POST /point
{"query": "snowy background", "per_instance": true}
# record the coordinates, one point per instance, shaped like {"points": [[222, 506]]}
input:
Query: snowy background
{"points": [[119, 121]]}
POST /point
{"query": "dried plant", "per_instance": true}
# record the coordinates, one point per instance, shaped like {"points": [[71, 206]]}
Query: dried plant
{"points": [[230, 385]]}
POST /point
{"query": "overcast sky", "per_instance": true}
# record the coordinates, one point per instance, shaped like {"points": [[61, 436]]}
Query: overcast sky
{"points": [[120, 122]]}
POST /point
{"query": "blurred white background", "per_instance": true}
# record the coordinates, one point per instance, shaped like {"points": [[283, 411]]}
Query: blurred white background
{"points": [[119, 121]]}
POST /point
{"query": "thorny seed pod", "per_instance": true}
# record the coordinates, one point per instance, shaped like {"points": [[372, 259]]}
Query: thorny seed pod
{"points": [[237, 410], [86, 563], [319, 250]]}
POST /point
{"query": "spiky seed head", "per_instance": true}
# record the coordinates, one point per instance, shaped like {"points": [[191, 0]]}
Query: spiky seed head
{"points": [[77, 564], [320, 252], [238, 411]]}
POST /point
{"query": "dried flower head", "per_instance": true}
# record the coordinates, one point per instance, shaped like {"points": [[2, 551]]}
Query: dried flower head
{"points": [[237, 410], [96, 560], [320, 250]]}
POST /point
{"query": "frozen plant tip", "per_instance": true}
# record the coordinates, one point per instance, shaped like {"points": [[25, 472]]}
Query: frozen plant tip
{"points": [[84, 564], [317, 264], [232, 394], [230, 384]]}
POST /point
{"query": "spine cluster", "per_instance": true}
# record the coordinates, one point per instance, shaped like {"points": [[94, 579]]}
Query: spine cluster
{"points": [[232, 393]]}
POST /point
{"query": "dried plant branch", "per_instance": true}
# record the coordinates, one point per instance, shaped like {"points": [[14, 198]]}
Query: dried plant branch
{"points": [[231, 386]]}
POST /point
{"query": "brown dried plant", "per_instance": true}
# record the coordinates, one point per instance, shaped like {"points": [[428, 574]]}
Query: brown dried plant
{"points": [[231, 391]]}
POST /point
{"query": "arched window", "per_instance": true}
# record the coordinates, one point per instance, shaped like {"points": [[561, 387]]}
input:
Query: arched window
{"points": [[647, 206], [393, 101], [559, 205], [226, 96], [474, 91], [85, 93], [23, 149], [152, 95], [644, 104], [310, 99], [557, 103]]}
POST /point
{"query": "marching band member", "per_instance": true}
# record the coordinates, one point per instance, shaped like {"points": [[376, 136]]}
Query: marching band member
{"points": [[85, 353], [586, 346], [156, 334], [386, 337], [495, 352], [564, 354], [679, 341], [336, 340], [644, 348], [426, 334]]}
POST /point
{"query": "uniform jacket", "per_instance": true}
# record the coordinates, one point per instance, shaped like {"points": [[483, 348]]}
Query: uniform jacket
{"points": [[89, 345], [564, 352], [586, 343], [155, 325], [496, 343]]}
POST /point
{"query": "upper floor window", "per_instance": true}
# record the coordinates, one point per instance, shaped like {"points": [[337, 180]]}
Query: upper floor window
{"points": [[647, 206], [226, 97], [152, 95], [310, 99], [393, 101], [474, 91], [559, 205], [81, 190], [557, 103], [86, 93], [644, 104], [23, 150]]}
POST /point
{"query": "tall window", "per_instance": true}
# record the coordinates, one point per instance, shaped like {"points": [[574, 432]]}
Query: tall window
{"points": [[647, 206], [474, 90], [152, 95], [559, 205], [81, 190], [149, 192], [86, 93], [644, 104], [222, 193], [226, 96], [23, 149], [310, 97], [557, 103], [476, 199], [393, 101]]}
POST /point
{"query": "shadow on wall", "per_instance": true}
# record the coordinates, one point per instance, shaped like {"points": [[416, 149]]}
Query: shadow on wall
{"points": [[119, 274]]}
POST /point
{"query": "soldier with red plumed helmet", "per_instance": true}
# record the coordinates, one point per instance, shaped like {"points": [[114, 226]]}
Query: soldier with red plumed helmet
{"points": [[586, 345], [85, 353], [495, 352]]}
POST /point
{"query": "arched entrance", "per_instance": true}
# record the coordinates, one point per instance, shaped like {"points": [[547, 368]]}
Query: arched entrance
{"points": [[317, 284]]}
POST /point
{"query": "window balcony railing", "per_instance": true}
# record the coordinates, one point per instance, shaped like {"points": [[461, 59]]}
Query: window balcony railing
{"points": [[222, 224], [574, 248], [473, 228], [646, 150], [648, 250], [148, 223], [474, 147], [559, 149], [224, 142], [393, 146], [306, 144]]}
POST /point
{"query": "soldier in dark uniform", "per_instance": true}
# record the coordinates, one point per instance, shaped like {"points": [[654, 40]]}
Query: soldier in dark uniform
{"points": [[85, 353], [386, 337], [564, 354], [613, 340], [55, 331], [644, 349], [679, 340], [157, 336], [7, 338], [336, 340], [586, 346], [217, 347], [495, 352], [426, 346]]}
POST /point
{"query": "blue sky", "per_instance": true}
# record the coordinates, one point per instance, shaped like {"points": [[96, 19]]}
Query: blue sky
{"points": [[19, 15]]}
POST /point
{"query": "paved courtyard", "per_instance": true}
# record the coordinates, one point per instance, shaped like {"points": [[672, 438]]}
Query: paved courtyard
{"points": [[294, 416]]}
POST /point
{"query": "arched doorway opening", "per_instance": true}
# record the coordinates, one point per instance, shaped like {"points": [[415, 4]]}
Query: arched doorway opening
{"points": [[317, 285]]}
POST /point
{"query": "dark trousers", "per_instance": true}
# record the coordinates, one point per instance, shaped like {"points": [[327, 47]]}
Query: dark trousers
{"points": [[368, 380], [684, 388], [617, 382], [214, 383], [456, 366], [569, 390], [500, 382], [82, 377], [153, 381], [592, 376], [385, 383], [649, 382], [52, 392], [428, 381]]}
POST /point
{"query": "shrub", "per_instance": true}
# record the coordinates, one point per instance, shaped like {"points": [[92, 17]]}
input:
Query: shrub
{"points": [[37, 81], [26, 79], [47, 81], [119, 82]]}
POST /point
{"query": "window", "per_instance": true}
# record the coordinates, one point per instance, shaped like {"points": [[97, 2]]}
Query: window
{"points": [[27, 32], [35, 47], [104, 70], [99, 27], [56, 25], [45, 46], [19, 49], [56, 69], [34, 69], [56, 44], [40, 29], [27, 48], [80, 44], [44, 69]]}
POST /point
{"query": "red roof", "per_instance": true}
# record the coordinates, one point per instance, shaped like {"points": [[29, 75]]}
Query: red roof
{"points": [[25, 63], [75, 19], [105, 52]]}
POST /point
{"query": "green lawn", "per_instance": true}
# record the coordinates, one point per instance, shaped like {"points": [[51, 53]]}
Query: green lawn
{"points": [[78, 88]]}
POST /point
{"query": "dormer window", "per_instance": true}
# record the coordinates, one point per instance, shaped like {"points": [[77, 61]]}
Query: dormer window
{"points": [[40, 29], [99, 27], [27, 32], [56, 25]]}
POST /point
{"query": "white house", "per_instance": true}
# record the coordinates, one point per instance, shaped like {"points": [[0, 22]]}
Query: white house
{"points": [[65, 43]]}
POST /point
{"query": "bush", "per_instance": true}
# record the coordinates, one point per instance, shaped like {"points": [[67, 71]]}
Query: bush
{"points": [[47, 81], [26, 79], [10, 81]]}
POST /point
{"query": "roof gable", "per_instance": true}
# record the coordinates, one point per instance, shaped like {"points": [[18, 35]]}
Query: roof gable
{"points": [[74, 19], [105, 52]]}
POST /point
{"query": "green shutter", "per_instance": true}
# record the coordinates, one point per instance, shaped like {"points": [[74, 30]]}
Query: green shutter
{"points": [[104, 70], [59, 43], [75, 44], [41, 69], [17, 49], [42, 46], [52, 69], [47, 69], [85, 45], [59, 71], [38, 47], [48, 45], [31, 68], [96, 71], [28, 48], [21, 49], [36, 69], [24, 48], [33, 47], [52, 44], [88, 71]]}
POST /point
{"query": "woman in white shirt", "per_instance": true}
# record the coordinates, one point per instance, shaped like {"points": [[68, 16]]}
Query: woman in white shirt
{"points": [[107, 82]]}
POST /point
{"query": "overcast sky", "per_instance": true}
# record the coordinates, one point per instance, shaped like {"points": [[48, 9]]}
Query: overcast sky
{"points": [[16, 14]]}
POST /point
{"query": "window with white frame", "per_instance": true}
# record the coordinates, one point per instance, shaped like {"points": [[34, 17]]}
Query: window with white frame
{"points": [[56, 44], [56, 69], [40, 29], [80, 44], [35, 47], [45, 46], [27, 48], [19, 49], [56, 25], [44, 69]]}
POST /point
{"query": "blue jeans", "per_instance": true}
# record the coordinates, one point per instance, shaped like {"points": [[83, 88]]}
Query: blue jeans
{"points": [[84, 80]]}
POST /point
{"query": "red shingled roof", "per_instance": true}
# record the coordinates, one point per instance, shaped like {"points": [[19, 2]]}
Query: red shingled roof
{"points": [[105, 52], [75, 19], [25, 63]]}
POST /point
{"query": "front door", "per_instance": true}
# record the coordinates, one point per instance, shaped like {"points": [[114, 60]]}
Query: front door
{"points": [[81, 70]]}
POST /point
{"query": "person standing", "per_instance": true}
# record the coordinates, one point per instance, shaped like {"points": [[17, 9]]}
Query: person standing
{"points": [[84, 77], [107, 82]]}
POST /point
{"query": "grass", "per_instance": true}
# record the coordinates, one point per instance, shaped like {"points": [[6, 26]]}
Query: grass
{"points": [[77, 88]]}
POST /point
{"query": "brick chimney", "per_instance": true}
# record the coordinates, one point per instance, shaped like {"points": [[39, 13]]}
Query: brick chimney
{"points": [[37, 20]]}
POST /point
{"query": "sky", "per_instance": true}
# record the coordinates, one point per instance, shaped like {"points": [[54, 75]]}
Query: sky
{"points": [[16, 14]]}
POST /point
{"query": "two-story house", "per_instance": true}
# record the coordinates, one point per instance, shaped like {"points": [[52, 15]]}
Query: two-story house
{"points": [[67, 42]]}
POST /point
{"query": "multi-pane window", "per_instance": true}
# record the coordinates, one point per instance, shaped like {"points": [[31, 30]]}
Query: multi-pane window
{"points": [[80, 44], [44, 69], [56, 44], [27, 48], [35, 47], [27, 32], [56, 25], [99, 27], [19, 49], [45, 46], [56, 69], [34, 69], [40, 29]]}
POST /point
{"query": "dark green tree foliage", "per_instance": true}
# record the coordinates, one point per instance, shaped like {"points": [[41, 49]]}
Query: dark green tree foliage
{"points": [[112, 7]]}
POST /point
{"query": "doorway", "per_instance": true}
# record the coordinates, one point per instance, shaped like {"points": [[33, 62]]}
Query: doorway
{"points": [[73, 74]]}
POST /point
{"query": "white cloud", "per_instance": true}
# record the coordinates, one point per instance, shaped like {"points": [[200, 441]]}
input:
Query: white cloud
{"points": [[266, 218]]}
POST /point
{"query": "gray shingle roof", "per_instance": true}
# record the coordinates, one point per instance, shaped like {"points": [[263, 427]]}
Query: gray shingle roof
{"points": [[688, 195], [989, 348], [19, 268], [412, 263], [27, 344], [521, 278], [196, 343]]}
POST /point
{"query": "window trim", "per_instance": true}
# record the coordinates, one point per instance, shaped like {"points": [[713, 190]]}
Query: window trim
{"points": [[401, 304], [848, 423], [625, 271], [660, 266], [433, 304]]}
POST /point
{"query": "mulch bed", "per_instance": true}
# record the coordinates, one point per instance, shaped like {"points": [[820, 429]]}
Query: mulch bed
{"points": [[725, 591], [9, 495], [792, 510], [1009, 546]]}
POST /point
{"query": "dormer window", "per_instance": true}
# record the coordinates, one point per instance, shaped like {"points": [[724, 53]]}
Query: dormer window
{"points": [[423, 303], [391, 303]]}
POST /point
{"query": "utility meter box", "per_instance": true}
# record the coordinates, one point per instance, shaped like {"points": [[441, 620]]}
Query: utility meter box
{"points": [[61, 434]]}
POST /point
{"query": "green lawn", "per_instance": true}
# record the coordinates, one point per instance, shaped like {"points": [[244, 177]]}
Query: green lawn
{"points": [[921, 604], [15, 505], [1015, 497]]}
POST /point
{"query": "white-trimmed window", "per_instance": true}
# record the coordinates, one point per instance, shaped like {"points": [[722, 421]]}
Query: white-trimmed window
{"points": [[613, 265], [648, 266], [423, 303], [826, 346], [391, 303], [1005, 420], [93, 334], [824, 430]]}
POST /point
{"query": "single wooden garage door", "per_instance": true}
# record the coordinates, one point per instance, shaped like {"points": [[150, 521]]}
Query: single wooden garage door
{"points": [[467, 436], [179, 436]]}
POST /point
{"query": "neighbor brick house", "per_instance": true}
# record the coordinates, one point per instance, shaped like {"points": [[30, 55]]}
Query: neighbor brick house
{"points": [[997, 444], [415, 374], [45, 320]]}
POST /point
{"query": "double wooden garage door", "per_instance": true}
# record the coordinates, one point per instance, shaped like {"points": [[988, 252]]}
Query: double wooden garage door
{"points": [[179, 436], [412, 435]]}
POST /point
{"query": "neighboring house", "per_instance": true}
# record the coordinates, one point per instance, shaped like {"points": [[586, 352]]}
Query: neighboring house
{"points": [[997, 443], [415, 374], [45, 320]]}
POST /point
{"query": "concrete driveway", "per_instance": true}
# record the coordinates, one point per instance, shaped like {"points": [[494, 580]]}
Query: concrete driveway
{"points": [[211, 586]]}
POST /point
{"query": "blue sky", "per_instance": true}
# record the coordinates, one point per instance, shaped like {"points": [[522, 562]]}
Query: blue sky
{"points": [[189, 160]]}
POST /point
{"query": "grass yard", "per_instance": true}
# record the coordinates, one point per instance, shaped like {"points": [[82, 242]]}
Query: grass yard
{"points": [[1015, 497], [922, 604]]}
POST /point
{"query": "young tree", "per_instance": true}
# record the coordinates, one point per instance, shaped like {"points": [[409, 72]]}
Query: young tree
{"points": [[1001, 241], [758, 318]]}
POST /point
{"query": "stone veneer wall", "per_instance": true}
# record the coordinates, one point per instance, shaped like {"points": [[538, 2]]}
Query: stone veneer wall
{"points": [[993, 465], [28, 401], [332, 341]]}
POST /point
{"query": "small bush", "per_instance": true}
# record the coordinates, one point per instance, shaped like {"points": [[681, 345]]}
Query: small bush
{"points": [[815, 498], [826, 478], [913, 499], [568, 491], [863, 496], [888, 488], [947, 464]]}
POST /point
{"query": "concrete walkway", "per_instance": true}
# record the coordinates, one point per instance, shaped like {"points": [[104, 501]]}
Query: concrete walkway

******

* Instructions to follow
Report every line of the records that contains the string "member", copying each line in full. Case counts.

* Reply
{"query": "marching band member", "per_instance": true}
Query: marching band member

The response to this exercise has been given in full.